#### Source data

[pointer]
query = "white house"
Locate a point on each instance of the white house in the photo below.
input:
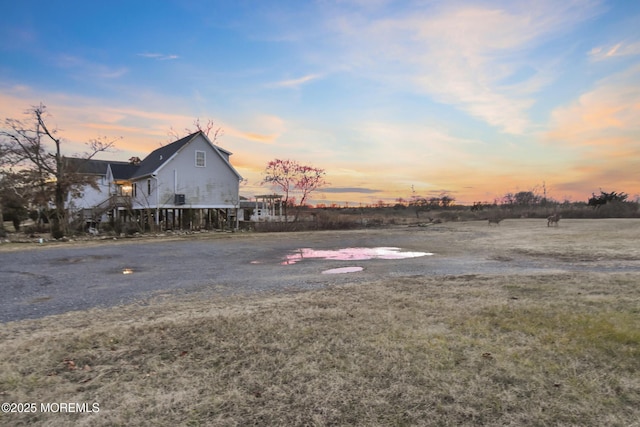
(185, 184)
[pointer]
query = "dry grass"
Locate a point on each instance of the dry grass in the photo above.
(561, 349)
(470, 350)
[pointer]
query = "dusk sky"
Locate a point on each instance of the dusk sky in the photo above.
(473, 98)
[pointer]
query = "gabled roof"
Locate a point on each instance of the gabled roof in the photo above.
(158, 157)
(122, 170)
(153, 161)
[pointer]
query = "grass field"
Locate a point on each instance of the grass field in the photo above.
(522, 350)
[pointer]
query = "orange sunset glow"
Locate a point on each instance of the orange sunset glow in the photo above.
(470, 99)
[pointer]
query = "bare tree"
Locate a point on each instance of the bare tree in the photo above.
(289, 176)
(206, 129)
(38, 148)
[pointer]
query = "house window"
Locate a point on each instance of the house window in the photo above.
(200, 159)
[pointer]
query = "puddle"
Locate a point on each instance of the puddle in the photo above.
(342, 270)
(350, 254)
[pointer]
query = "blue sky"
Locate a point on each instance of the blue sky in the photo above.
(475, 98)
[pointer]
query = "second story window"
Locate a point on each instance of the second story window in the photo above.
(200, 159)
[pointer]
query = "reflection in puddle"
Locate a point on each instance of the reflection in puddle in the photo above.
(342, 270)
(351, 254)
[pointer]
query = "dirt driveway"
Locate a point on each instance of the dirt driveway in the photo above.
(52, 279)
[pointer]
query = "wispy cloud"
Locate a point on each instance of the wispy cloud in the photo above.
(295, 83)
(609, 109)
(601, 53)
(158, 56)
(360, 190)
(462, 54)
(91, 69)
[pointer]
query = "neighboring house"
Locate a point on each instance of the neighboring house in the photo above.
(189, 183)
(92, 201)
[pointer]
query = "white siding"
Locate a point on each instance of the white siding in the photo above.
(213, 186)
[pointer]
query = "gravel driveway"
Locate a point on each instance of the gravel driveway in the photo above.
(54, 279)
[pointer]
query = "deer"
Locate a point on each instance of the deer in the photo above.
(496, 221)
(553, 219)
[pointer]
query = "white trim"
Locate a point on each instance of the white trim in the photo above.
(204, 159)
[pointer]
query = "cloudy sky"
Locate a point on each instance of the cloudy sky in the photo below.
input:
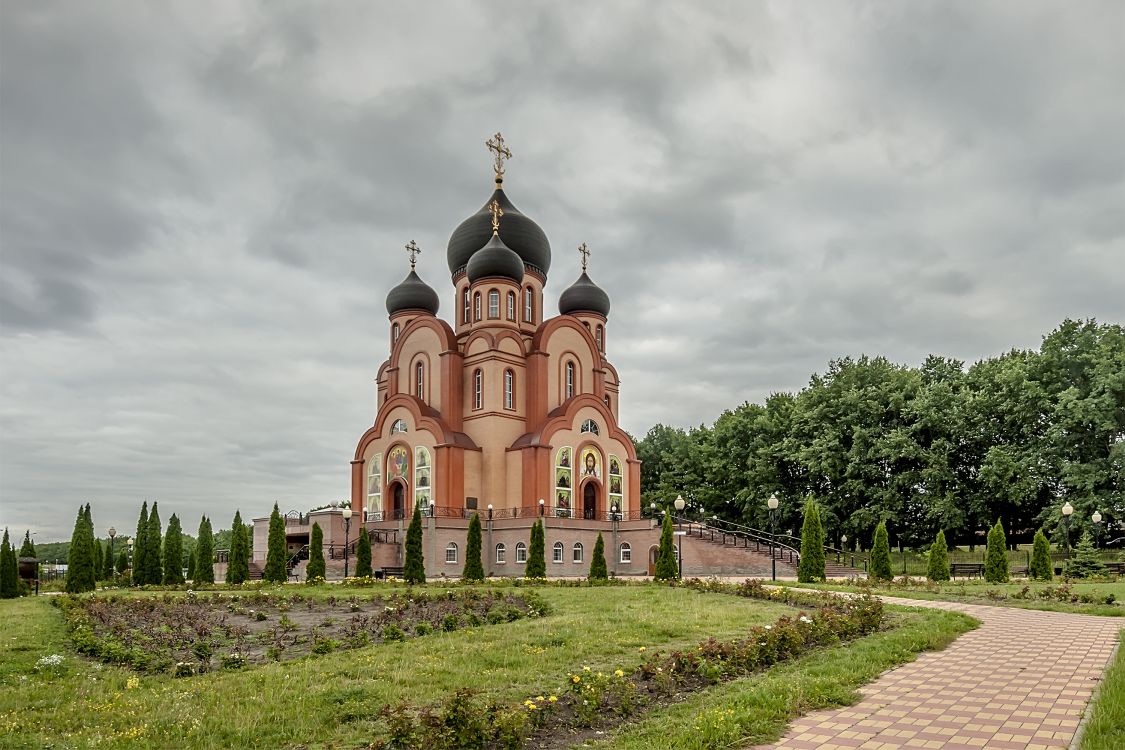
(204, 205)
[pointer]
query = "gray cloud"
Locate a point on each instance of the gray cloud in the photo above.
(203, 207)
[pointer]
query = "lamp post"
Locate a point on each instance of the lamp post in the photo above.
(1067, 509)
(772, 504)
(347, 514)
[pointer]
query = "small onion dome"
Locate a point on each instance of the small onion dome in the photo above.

########
#### Source data

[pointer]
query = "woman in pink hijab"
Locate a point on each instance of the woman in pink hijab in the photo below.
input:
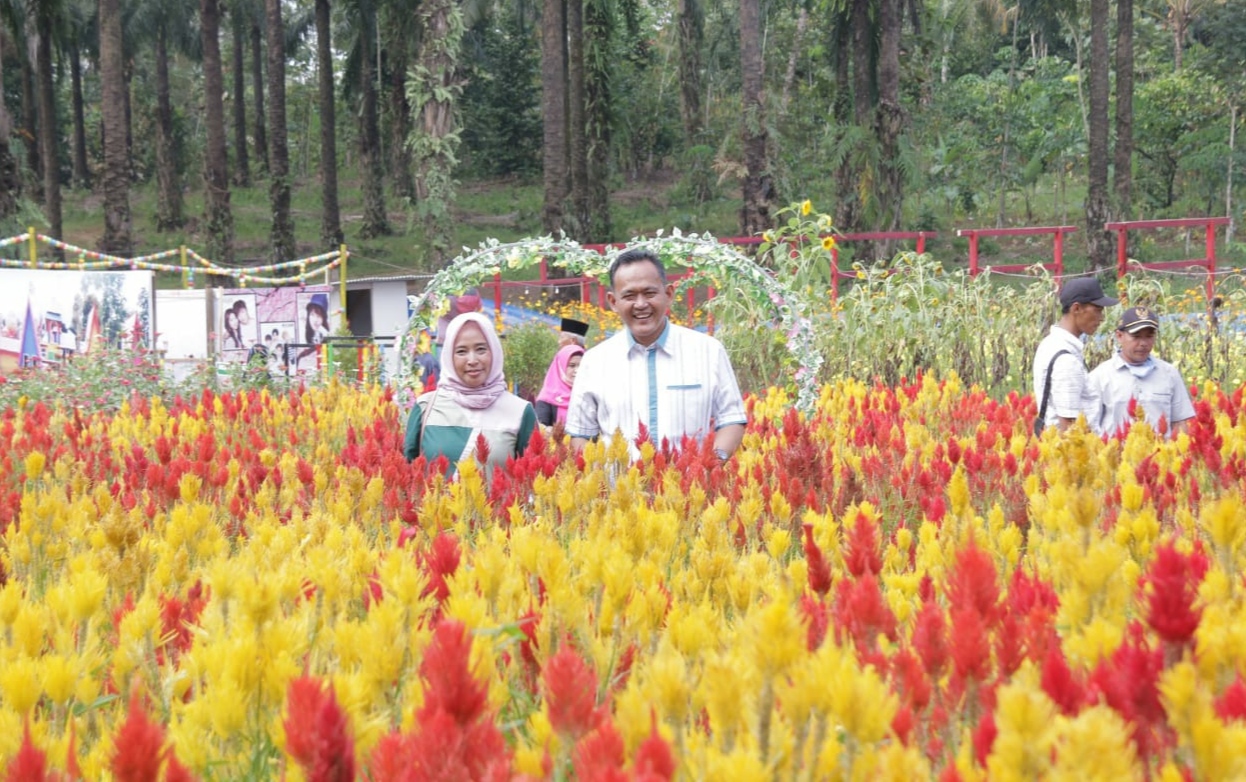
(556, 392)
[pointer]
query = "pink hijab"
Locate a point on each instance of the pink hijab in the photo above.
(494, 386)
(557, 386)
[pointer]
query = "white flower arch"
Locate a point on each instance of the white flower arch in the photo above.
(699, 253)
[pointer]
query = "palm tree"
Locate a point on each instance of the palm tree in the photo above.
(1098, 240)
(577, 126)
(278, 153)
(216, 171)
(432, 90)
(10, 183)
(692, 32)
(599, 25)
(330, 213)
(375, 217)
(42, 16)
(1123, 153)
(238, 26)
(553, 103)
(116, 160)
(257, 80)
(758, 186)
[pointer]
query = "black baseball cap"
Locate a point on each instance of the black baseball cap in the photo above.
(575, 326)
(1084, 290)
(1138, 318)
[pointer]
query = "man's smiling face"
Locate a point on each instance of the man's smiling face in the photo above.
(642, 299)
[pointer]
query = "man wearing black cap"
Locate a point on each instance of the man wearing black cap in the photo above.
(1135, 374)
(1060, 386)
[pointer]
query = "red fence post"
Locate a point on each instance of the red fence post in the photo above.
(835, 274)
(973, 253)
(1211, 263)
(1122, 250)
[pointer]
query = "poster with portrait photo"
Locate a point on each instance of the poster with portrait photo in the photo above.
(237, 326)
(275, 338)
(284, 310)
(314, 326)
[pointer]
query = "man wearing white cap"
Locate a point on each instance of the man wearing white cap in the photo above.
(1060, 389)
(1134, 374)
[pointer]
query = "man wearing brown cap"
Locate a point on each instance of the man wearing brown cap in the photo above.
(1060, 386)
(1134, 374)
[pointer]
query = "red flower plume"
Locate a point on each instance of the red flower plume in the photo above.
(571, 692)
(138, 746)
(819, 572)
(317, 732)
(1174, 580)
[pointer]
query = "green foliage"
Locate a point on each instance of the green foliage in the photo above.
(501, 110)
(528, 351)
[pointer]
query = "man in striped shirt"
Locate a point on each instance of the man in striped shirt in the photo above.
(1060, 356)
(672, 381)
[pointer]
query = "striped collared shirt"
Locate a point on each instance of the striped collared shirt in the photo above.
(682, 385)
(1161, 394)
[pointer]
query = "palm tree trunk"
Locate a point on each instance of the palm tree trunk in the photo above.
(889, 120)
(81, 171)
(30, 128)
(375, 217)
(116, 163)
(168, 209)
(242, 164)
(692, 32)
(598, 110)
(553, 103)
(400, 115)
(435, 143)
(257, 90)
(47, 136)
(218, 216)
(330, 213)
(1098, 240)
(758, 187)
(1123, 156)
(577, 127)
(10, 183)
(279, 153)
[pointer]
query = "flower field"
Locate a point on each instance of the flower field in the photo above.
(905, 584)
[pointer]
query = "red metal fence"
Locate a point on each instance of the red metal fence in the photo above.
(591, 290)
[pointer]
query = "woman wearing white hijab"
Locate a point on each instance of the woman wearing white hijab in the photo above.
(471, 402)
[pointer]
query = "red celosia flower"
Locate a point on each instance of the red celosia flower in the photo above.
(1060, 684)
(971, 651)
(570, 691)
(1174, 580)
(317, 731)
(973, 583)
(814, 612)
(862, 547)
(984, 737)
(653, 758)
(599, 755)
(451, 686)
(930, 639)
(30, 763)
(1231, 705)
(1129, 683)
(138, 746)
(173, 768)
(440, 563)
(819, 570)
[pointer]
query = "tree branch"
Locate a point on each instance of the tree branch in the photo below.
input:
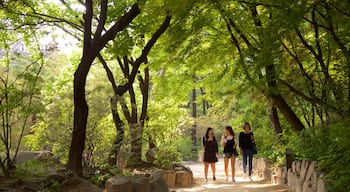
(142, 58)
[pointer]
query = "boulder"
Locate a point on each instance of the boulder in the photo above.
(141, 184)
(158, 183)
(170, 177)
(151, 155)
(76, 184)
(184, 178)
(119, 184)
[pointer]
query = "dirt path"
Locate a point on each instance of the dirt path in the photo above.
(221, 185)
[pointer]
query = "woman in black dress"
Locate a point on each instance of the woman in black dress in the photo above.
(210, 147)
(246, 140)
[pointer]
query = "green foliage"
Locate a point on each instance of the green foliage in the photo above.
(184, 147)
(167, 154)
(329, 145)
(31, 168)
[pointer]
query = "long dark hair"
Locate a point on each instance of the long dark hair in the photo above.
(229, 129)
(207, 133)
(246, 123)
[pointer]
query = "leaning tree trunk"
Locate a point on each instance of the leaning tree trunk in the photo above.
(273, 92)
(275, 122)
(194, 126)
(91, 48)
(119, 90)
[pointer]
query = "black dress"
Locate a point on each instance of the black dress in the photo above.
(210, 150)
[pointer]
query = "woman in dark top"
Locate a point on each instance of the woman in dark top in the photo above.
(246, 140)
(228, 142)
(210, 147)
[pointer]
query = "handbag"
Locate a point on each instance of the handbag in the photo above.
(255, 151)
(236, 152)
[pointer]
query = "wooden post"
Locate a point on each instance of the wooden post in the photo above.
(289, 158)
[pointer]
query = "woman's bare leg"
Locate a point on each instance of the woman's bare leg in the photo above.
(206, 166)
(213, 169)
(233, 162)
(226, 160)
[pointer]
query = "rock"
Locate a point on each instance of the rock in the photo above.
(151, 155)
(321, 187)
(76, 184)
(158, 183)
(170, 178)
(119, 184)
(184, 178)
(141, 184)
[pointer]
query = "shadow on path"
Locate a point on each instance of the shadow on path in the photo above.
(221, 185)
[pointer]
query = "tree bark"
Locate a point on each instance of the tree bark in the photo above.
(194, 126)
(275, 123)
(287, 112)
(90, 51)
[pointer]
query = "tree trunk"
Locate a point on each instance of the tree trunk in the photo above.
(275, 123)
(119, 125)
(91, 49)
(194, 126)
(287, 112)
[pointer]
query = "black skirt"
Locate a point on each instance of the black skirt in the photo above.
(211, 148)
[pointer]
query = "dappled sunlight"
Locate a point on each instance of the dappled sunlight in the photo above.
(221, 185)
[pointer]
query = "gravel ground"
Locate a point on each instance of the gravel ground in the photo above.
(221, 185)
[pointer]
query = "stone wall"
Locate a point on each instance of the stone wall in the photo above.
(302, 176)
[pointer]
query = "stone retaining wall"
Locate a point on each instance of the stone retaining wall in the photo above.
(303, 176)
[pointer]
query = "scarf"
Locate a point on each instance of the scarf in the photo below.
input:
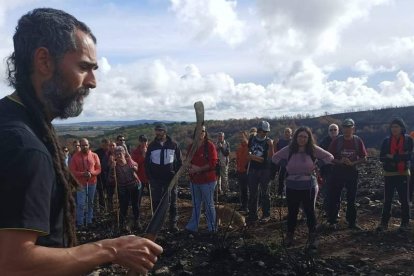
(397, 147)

########

== Assigned task ==
Could you copy every line from the records that mentions the word "branch"?

== Response area ==
query = "tree branch"
Locate a point on each instance of the tree branch in the photo below.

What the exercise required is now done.